(TASK DESCRIPTION) In the records below, find every line that contains "upper" and list it.

======== RECORDS TO PROCESS ========

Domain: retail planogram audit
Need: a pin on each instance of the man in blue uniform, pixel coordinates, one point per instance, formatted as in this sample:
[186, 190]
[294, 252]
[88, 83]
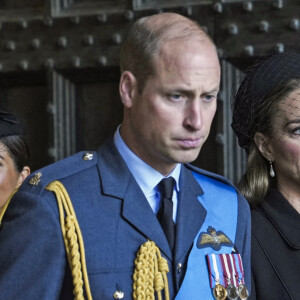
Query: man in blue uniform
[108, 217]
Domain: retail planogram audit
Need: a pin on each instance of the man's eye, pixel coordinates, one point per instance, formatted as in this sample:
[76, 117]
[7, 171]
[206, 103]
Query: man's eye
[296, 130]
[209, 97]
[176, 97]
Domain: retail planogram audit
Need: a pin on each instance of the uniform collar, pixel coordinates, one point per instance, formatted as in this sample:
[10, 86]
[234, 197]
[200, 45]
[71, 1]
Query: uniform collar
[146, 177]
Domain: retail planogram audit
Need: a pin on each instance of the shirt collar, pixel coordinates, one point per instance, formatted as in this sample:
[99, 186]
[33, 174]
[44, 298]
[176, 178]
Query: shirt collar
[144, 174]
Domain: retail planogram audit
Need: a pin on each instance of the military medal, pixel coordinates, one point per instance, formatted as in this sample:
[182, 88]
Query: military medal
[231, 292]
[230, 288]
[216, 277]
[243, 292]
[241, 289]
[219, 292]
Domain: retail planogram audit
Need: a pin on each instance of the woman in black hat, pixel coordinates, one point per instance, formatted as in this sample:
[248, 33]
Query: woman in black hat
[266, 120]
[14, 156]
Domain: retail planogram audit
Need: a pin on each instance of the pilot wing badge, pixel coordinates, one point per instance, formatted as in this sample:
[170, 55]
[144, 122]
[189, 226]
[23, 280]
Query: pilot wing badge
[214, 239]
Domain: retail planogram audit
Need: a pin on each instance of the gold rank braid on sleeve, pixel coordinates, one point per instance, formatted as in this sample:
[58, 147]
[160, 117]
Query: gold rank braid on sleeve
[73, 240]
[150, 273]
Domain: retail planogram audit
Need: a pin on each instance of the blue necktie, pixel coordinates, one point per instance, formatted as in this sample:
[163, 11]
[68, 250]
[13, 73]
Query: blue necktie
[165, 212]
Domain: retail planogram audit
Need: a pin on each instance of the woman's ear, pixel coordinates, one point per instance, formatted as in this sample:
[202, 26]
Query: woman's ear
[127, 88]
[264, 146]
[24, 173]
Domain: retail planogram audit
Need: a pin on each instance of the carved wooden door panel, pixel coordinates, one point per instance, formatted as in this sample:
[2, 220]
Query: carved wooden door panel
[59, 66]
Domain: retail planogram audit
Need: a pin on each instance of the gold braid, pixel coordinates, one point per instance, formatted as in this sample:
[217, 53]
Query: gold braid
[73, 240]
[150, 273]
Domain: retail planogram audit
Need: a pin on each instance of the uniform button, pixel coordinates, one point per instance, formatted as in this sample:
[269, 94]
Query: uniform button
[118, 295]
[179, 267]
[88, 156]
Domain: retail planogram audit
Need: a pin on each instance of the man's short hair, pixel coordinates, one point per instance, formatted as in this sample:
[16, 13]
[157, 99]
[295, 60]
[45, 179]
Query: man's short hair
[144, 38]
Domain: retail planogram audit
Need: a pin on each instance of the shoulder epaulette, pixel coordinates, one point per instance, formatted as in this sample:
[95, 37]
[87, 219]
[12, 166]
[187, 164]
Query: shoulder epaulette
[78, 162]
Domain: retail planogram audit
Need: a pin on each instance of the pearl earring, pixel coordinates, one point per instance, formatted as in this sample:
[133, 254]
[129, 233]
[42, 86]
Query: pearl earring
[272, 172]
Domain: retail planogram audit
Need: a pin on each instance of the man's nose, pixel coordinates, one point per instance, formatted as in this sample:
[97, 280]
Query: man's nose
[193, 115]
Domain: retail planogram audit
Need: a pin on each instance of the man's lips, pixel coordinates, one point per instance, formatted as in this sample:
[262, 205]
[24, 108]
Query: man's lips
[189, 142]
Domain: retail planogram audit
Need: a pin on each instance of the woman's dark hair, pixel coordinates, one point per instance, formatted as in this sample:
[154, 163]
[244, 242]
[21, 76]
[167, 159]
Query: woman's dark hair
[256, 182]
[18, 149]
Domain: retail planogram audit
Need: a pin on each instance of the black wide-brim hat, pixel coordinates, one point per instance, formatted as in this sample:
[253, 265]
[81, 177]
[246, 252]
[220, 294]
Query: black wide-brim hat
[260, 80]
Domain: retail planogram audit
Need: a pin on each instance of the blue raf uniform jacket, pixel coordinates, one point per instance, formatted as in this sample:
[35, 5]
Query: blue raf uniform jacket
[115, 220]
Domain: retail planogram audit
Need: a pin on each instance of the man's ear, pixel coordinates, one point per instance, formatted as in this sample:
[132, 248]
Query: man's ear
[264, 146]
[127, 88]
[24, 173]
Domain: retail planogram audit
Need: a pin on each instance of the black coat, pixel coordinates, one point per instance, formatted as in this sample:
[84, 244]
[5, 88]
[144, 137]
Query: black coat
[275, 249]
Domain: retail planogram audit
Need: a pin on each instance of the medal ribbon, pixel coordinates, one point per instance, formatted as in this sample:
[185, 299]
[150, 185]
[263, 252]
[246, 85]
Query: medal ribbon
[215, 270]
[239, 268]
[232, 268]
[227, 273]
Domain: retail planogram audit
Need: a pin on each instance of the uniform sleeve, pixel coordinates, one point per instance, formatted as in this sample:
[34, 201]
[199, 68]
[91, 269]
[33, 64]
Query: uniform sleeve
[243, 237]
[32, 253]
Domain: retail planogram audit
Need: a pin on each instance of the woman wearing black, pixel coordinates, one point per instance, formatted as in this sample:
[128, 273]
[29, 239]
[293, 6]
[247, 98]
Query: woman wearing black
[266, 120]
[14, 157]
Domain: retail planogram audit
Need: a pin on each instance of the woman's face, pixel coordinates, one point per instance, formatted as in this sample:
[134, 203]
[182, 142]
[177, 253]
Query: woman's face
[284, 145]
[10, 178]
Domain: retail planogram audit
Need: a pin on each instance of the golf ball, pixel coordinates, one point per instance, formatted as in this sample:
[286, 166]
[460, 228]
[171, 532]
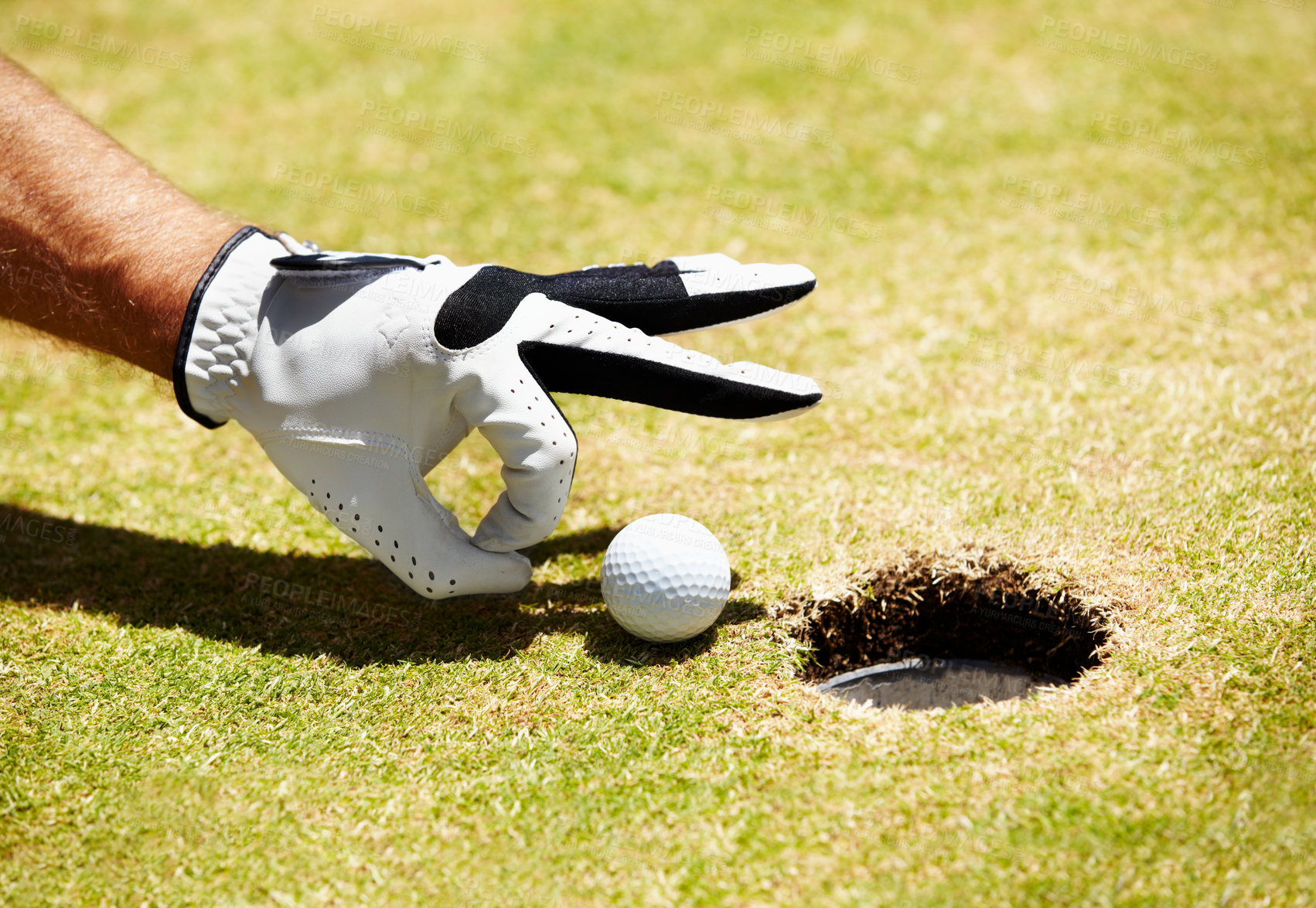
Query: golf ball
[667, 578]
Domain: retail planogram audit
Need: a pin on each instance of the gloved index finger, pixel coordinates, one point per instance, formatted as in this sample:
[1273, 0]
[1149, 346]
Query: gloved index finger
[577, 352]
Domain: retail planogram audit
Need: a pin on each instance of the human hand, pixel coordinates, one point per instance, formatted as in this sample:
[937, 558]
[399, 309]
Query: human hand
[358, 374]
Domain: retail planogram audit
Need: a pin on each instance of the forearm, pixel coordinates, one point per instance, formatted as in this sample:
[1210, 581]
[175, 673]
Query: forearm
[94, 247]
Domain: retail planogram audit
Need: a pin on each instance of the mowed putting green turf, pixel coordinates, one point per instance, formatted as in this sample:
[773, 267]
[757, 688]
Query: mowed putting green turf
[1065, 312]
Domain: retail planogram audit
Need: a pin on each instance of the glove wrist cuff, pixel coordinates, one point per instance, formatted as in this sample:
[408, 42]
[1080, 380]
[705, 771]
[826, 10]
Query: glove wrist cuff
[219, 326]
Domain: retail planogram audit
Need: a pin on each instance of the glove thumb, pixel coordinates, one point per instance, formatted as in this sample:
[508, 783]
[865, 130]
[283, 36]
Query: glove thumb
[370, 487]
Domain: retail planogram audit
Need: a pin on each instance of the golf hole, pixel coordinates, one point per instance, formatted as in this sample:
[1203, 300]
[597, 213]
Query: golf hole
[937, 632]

========
======== RECORDS TO PROCESS ========

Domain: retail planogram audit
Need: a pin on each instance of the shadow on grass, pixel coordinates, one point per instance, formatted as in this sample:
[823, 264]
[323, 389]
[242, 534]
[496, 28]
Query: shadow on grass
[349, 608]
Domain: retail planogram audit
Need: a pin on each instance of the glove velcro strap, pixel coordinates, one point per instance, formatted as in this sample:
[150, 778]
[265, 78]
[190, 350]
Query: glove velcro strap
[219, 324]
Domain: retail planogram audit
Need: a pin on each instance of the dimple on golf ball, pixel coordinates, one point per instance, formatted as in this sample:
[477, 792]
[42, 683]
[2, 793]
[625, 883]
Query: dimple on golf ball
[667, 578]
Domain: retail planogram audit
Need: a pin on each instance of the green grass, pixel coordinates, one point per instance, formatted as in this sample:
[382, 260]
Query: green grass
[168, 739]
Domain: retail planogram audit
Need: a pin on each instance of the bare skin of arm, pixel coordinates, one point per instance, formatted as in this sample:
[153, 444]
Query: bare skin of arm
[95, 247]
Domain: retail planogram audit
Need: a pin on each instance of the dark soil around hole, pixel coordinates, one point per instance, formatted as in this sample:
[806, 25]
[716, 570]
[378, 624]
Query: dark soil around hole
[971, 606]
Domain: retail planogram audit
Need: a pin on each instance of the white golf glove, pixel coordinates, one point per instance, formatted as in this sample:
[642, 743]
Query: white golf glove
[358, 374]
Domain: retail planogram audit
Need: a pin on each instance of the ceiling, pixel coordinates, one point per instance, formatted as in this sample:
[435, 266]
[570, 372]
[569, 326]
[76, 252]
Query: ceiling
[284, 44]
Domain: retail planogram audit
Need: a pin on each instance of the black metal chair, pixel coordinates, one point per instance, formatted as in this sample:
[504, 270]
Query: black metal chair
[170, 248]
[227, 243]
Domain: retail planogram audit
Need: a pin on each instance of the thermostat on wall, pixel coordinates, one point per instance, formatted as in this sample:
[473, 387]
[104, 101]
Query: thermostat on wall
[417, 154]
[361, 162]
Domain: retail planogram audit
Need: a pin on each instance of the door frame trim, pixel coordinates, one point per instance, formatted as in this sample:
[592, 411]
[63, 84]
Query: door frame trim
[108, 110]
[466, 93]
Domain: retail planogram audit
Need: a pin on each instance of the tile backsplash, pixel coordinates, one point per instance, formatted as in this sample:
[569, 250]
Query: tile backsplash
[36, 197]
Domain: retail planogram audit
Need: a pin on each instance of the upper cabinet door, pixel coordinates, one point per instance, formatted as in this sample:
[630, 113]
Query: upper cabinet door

========
======== RECORDS TO PROCESS ========

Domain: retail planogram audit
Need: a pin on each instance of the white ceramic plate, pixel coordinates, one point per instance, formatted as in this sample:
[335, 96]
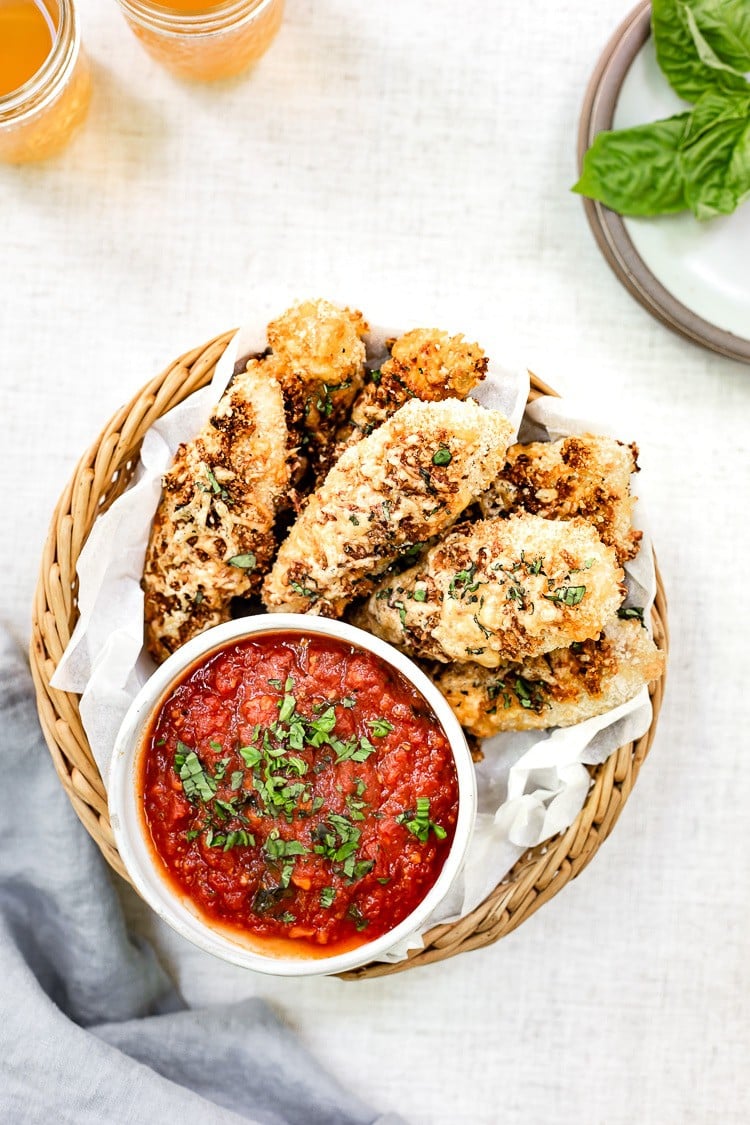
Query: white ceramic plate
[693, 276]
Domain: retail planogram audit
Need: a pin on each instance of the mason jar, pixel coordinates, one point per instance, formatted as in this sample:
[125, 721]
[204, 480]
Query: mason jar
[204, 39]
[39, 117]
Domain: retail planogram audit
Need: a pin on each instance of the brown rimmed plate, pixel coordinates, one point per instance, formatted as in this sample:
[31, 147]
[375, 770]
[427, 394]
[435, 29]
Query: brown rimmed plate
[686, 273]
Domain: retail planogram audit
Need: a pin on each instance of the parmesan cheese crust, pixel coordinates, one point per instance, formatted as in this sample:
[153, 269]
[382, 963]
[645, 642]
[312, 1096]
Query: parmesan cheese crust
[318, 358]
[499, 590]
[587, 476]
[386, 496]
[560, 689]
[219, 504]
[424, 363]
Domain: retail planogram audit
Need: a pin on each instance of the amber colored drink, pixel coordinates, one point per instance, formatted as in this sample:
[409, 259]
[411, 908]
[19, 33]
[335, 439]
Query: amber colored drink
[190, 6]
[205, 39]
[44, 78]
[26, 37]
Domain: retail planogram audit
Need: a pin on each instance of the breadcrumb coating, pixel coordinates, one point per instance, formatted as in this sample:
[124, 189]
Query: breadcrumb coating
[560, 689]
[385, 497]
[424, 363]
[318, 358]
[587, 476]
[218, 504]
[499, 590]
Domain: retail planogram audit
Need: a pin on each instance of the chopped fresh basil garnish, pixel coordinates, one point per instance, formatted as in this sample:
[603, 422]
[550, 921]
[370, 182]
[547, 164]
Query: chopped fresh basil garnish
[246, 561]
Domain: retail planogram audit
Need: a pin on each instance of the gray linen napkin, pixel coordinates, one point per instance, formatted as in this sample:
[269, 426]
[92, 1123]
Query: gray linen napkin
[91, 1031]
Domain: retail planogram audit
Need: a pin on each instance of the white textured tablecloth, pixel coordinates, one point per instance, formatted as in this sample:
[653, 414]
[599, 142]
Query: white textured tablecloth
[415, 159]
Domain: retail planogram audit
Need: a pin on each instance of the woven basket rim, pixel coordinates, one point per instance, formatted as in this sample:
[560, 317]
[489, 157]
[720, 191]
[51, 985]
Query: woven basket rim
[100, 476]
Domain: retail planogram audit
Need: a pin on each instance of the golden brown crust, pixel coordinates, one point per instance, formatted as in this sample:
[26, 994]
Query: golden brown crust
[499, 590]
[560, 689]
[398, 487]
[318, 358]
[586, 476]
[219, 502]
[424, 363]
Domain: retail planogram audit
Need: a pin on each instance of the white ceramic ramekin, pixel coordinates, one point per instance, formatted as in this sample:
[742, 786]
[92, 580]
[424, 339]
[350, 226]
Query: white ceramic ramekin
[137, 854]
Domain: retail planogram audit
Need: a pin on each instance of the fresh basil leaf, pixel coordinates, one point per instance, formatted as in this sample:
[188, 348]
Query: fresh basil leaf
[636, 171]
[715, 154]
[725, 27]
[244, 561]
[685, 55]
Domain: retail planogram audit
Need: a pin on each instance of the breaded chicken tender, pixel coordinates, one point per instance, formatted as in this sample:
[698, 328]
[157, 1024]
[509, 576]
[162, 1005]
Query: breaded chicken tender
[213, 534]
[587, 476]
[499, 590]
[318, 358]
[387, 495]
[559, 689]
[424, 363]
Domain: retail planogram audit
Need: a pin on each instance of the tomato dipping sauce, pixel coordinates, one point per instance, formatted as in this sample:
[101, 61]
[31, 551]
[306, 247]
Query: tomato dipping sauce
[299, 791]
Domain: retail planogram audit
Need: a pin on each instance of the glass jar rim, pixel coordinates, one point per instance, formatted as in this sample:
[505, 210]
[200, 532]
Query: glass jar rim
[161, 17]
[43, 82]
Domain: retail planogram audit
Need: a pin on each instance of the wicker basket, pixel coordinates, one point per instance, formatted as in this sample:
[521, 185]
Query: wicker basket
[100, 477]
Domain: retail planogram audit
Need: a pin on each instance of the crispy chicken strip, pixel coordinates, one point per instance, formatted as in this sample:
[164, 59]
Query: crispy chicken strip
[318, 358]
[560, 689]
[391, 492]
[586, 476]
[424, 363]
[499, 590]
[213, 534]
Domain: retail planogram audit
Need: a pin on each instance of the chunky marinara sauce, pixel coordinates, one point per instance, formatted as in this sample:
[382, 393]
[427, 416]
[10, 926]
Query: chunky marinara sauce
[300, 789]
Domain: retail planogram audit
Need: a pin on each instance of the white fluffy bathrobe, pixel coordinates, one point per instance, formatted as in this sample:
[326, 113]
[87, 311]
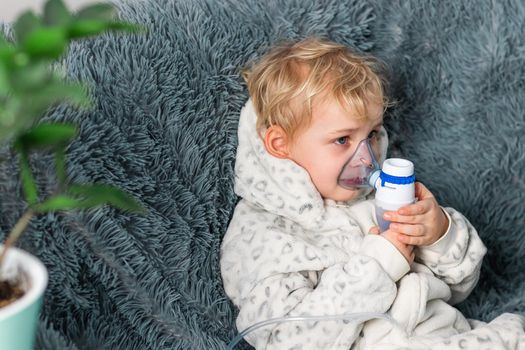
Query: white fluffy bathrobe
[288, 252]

========

(ANSWER SPACE)
Need: a pin on each instance of the upper cabinet door, pixel coordinates, one point per instance, formatted as in this sample:
Query: upper cabinet door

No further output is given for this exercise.